-- EXTRACTED TEXT --
- - - - -

In 1789 Fairfax, by now a priest in the Episcopal Church, purchased 229.5 acre from Bennet and built Mount Eagle, where he lived from 1790 until his death in 1802. Fairfax, a great friend of Washington, hosted Washington’s last meal away from Mount Vernon, on December 7, 1799. After the death of his wife, Jane Donaldson Fairfax, on 1 July 1805, the balance of their property was distributed amongst their heirs. His eldest son, Thomas, was executor of the estate, and began leasing out Mount Eagle with the first advertisement appearing in the Alexandria Gazette in 1806, placed by his cousin John Herbert. Herbert had either bought the property or was acting as Thomas's agent. His half-sister, Anne, and her husband filed suit in 1807 for an accounting of the estate that dragged through the courts until 1829 when it was decided against them. Herbert placed another advertisement in 1811 and his brother, William Herbert, sold the estate to Walter Jenifer six years later. Jenifer had financial problems the following year and attempted to sell Mount Eagle, but could not do so as the deed had not been recorded and the property reverted to William Herbert. He sold it to George Mason VI in 1825, but he only lived there for a few years before moving to Gunston Hall, and was only able to intermittently lease it, possibly because of its small 40 acre size.

- - - - -

-- GIVEN INFORMATION --
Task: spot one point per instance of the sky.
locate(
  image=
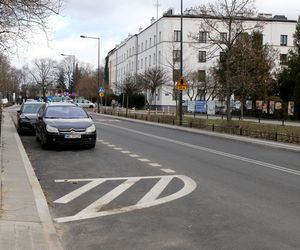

- - - - -

Translate this sentence from the passage on Mount Eagle into Spanish: "Fairfax, a great friend of Washington, hosted Washington’s last meal away from Mount Vernon, on December 7, 1799." Rely only on the text, not on the listing.

-- YOUR RESPONSE --
Fairfax, gran amigo de Washington, ofreció la última comida de Washington fuera de Mount Vernon, el 7 de diciembre de 1799.